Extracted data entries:
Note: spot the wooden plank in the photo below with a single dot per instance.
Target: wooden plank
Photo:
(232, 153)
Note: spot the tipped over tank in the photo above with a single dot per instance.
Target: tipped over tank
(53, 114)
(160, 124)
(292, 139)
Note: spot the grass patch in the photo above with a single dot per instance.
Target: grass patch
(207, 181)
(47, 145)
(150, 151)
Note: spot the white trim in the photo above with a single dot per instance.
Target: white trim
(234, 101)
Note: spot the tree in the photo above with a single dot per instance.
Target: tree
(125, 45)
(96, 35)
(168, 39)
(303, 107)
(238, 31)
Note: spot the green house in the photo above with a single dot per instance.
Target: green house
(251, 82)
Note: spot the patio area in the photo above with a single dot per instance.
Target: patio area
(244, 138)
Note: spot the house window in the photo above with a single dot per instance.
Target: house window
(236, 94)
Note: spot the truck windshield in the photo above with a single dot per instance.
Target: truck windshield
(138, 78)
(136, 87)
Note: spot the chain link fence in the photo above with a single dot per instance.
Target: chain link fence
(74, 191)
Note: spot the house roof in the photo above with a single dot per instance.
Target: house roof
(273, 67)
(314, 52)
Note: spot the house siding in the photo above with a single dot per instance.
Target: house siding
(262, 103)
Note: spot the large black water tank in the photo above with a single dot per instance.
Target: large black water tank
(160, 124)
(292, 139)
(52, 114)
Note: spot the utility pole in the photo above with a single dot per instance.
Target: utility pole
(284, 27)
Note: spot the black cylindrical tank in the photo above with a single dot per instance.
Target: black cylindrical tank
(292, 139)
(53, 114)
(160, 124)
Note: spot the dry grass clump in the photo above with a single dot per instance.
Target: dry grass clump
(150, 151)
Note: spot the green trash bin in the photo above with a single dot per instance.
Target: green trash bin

**What to work on**
Copy out the lines of the data where the word "trash" can be found.

**Output of the task**
Note: spot the green trash bin in the photo above with a single dot per instance.
Target: green trash bin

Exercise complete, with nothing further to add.